### Text provided
= = = = =

We can prepare as best we know how. We can watch our diets and exercise to prevent heart attack. We can stockpile food and water to prepare for Y2K. But the bottom line is that the future is unknowable. Oh we try. But as your doctor will tell you, and in spite of what the Psychic hotlines tell you, no one can predict the future. People try to avoid worry by gaining so much knowledge that they can predict the future, but ultimately the future is unknowable.

And that’s very unsettling. How often have you heard someone say, "It’s the waiting that’s the worst part. If I only knew, I could deal with it." What we need is something that will allow us to have peace in the midst of uncertainty.

3. Third, We’re not in control. What I mean by that is that the amount of control we have is not sufficient to absolutely protect us from harm. At best, we have only the illusion of control. If we were in control, then no one would every suffer. We can improve our odds, but even experts can’t guarantee the outcome. Doctors get sick. Financial experts lose money in the stock market. Policemen get robbed. Lawyers get sued. Good, loving, responsible parents are rejected by their teenage and adult children.

We work and work to gain money and knowledge, so that we can ward off danger. We eat right, we exercise, we move to a good suburb, we send our kids to a good school, we do everything we can --- but it’s still not enough. If president Reagan could be shot by some deluded kid with a gun, then no one is powerful to make themselves absolutely safe. We need something that will allow us to have peace even in the midst of events and forces we can’t control.

What’s the solution?

[Matthew 6:25-34 (NIV)]
25. "Therefore I tell you, do not worry about your life, what you will eat or drink; or about your body, what you will wear. Is not life more important than food, and the body more important than clothes?
26. Look at the birds of the air; they do not sow or reap or store away in barns, and yet your heavenly Father feeds them. Are you not much more valuable than they?

= = = = =

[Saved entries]
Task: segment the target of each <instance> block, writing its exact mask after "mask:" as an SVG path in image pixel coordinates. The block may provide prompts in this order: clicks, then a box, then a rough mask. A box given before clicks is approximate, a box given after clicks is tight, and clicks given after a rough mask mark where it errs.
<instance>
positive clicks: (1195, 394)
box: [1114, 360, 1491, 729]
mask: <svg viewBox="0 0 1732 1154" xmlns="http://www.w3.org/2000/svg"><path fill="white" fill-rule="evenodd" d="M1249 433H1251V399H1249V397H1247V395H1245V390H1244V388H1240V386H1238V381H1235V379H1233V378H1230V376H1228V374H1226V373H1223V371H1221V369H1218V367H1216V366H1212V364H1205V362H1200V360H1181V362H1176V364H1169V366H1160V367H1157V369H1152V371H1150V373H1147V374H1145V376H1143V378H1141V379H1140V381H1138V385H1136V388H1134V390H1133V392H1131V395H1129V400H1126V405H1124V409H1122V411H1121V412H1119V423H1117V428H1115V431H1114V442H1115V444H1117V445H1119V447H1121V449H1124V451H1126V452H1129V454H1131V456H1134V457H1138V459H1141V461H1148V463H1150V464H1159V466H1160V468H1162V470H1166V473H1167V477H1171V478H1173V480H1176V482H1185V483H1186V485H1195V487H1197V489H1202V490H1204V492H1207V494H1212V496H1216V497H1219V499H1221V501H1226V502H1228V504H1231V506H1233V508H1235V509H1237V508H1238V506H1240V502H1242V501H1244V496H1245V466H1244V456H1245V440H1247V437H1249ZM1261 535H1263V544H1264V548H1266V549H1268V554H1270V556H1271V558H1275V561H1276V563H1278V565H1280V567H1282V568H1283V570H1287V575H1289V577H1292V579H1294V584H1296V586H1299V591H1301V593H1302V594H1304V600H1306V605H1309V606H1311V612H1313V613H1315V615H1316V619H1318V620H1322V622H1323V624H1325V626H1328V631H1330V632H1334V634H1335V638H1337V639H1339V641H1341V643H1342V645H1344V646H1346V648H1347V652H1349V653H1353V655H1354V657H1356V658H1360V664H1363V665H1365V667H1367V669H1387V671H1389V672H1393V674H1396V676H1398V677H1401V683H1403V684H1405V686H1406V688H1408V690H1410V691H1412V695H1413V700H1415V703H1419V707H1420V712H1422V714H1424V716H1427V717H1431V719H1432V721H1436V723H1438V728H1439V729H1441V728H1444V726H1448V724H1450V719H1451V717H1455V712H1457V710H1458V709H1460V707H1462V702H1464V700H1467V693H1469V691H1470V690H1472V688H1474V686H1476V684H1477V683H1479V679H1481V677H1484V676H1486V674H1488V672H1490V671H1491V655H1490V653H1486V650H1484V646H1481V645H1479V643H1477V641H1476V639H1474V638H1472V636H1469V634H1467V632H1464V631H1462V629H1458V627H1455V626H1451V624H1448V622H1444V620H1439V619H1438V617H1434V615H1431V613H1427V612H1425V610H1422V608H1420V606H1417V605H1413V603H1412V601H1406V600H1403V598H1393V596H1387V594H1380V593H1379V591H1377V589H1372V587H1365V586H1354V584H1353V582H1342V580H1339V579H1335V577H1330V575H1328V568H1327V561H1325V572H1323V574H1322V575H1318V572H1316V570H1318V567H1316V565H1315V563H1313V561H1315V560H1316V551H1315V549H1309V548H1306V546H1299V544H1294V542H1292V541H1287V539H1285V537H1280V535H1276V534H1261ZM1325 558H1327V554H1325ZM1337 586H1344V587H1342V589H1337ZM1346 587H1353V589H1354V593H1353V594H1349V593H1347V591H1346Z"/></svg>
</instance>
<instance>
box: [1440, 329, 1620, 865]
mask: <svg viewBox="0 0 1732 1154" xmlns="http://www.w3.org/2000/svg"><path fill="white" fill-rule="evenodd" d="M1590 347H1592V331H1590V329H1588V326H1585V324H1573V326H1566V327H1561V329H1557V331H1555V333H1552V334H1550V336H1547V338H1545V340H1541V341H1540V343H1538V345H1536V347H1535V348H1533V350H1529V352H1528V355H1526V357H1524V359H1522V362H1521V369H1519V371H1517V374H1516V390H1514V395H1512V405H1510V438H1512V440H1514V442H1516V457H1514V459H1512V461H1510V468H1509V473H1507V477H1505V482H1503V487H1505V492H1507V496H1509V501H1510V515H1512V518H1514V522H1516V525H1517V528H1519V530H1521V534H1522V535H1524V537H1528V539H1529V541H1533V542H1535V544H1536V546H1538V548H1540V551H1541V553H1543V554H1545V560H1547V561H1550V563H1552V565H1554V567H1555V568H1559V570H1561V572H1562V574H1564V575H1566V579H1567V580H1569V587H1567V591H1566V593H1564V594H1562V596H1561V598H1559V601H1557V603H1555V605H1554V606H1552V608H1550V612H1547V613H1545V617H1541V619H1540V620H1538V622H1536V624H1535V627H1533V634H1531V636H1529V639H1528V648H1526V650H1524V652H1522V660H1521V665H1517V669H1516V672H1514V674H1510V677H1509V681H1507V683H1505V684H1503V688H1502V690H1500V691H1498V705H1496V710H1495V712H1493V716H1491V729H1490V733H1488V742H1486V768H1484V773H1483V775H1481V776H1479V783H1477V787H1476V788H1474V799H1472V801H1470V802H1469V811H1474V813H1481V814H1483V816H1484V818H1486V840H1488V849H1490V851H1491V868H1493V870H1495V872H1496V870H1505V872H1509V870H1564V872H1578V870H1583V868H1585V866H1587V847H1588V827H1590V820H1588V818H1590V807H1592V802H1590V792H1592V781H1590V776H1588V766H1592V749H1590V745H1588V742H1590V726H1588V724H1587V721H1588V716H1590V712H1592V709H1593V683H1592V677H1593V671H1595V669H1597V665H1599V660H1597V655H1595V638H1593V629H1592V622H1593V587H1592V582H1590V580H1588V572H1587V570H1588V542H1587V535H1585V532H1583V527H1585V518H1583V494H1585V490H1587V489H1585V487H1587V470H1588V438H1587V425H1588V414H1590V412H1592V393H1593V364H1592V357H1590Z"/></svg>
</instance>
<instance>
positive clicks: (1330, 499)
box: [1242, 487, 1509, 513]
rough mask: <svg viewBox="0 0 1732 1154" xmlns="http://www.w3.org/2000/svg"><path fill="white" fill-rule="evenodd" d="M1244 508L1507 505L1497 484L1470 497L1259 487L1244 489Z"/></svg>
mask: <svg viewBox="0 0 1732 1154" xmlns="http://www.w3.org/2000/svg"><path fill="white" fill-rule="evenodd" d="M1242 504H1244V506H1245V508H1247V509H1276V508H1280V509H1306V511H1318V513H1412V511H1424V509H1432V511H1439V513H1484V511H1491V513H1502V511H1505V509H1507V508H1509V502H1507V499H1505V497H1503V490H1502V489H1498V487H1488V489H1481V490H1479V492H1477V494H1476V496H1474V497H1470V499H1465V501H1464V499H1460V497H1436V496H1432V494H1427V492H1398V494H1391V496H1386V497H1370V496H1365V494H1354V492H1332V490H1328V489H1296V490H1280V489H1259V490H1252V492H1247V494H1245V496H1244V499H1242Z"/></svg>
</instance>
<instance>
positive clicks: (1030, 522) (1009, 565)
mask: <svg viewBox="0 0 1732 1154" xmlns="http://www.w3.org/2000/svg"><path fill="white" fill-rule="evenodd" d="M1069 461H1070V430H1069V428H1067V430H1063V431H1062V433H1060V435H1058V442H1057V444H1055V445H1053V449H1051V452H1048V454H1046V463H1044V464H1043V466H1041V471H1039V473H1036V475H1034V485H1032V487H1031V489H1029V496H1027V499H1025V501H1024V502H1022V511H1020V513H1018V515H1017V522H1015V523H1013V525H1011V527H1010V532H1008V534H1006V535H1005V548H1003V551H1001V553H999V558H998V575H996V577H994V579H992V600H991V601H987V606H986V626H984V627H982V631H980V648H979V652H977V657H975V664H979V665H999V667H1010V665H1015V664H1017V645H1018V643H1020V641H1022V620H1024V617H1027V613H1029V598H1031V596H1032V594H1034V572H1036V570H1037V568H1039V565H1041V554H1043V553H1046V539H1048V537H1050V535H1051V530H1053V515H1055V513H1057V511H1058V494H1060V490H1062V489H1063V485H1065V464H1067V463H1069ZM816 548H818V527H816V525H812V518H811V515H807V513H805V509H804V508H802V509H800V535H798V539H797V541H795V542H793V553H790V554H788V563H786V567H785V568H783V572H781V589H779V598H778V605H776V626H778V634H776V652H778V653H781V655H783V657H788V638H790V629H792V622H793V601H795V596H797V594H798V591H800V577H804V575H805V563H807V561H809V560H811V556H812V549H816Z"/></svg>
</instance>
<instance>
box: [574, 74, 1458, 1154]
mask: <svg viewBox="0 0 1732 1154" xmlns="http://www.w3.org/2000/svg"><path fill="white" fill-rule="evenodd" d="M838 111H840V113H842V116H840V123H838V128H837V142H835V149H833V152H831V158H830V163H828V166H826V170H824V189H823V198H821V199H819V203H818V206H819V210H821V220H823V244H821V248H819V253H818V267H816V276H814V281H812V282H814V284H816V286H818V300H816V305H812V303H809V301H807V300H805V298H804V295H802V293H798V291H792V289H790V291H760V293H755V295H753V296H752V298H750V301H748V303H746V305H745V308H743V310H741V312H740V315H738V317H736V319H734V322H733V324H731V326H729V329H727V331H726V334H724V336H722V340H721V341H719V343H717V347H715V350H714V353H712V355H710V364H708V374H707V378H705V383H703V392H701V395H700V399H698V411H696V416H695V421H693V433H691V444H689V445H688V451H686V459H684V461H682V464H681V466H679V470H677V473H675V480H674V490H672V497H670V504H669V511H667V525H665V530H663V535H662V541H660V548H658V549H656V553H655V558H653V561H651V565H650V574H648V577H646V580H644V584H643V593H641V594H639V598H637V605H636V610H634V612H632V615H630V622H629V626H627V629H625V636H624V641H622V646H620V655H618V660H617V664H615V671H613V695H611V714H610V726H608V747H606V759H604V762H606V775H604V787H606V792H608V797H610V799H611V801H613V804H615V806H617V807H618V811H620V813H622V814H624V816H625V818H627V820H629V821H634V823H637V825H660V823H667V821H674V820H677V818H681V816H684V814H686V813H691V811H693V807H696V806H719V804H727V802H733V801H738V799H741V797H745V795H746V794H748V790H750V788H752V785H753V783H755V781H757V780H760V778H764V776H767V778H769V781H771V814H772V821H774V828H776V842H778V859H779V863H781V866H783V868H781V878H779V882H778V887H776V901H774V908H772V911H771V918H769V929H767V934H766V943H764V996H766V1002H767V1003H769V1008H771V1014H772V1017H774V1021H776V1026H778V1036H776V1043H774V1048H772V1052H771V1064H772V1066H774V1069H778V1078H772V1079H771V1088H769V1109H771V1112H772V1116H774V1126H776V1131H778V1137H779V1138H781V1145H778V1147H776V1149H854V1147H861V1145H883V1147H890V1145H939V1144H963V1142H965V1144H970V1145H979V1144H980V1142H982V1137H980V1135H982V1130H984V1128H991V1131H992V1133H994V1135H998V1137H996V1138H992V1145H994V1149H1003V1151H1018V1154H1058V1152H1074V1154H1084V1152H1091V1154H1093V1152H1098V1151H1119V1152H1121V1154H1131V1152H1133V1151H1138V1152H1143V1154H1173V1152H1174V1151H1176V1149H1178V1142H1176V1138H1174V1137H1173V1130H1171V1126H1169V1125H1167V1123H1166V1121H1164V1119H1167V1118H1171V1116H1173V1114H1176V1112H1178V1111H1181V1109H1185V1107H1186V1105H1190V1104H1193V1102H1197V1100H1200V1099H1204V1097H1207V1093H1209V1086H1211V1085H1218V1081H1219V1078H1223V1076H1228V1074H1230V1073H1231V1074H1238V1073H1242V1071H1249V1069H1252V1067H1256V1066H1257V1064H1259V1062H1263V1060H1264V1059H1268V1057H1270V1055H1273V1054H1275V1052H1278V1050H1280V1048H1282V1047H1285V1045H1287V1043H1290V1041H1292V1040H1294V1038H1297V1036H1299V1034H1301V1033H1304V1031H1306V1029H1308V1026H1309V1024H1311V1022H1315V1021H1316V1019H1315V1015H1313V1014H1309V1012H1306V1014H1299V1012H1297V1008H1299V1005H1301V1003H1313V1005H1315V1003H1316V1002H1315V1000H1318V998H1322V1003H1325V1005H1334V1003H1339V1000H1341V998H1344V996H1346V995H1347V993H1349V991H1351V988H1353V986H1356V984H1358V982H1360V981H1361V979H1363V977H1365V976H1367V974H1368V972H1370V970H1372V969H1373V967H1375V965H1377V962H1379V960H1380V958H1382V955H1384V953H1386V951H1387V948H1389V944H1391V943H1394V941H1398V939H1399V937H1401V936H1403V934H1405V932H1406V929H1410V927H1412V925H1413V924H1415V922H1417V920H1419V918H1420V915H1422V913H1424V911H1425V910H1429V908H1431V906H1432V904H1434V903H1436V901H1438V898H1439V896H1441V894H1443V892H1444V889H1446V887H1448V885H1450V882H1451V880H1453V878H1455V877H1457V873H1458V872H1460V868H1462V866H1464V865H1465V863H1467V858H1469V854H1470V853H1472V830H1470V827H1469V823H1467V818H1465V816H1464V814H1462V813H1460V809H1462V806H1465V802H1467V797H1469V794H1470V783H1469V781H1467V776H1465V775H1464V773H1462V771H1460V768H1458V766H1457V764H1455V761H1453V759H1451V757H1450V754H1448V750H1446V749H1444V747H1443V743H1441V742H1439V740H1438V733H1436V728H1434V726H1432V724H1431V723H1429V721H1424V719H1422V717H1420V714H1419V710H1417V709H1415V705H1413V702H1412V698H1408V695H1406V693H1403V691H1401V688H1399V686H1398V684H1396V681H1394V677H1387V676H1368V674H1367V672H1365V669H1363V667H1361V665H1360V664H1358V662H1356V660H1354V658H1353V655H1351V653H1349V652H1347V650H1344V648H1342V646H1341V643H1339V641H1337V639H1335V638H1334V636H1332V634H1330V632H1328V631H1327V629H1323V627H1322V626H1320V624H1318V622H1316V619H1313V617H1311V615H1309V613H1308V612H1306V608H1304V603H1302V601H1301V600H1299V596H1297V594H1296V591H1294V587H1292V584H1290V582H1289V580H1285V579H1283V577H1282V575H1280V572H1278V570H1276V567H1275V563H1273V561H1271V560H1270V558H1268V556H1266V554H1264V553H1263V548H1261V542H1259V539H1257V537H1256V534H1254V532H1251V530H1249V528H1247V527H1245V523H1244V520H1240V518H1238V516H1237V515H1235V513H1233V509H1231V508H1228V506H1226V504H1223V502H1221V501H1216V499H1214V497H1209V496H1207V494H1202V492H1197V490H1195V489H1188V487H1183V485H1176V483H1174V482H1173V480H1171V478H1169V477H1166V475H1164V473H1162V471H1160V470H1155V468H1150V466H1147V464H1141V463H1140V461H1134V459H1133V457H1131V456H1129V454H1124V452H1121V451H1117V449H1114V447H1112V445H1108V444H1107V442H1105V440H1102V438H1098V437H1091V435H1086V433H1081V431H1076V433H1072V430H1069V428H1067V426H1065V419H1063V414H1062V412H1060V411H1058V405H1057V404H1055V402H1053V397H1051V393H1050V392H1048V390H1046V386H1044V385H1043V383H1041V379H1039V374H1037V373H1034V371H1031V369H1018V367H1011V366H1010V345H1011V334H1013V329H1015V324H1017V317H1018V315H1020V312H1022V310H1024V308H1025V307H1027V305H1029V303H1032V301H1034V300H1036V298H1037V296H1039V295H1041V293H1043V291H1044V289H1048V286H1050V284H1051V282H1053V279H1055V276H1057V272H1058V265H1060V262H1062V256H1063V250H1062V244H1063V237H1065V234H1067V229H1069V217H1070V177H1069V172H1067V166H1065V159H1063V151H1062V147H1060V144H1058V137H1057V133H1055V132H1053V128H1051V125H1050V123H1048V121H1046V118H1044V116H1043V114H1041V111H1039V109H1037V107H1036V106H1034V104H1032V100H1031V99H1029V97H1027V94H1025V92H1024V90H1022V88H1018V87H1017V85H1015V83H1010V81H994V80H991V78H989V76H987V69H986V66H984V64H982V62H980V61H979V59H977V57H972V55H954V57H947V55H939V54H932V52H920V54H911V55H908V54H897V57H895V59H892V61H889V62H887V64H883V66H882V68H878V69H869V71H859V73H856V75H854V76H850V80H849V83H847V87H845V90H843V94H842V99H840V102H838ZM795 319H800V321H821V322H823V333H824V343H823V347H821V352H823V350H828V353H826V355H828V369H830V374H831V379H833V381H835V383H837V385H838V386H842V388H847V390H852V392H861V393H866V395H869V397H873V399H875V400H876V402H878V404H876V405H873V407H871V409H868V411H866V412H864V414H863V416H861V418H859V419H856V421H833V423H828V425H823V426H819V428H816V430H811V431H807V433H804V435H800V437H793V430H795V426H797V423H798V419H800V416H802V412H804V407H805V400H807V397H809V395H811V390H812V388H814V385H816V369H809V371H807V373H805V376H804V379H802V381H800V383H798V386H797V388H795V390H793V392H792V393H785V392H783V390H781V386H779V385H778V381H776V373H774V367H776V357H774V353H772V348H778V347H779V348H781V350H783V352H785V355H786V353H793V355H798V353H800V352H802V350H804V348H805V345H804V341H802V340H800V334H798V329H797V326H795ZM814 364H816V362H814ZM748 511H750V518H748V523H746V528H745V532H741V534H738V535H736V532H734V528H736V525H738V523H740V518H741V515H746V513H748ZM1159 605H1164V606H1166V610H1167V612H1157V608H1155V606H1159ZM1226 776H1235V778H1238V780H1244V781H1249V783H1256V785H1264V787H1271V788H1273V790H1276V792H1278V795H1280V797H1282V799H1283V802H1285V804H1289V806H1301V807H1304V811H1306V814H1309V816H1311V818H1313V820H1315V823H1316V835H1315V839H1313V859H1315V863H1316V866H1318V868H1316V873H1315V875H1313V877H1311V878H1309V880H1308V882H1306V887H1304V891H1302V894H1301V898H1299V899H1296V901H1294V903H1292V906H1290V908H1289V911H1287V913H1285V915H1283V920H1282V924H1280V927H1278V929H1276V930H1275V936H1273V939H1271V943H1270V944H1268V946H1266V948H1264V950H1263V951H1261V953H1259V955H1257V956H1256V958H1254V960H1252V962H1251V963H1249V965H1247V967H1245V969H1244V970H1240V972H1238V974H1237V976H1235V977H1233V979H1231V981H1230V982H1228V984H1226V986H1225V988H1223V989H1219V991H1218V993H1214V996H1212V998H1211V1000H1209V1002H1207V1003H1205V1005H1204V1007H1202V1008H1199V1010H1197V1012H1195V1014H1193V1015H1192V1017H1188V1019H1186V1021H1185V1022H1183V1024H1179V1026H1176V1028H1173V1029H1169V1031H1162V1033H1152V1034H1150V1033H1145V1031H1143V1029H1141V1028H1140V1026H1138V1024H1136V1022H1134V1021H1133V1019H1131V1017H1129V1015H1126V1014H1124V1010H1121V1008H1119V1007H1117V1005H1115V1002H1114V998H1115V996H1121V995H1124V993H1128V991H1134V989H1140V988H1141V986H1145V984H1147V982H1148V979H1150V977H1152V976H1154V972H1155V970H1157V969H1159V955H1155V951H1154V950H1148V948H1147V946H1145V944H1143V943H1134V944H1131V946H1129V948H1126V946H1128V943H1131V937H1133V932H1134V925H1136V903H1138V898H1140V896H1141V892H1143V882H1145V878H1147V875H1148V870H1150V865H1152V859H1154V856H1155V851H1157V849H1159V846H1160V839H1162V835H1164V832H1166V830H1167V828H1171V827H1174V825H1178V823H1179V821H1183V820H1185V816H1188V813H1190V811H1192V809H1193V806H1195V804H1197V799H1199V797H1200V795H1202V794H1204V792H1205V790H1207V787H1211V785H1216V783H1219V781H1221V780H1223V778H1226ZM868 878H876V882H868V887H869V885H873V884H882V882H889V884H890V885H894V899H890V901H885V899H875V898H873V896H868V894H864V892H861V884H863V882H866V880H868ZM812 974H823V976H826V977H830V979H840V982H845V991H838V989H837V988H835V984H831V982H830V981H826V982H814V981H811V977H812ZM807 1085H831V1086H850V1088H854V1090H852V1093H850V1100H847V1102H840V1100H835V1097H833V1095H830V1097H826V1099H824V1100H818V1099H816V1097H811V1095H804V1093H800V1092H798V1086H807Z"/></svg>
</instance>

= = = = =

### Questions to answer
a – Answer these questions using the passage on worry.
(i) What does the passage say people stockpile food and water to prepare for?
(ii) Which president does the passage say was shot?
(iii) In verse 26, what three things do the birds of the air not do?
b – Write out the lines of the records, starting at their first line and ending at the line that contains "box: [1114, 360, 1491, 729]". Include both of those lines.

### Solved tasks
a –
(i) Y2K
(ii) President Reagan
(iii) They do not sow, reap, or store away in barns.

b –
Task: segment the target of each <instance> block, writing its exact mask after "mask:" as an SVG path in image pixel coordinates. The block may provide prompts in this order: clicks, then a box, then a rough mask. A box given before clicks is approximate, a box given after clicks is tight, and clicks given after a rough mask mark where it errs.
<instance>
positive clicks: (1195, 394)
box: [1114, 360, 1491, 729]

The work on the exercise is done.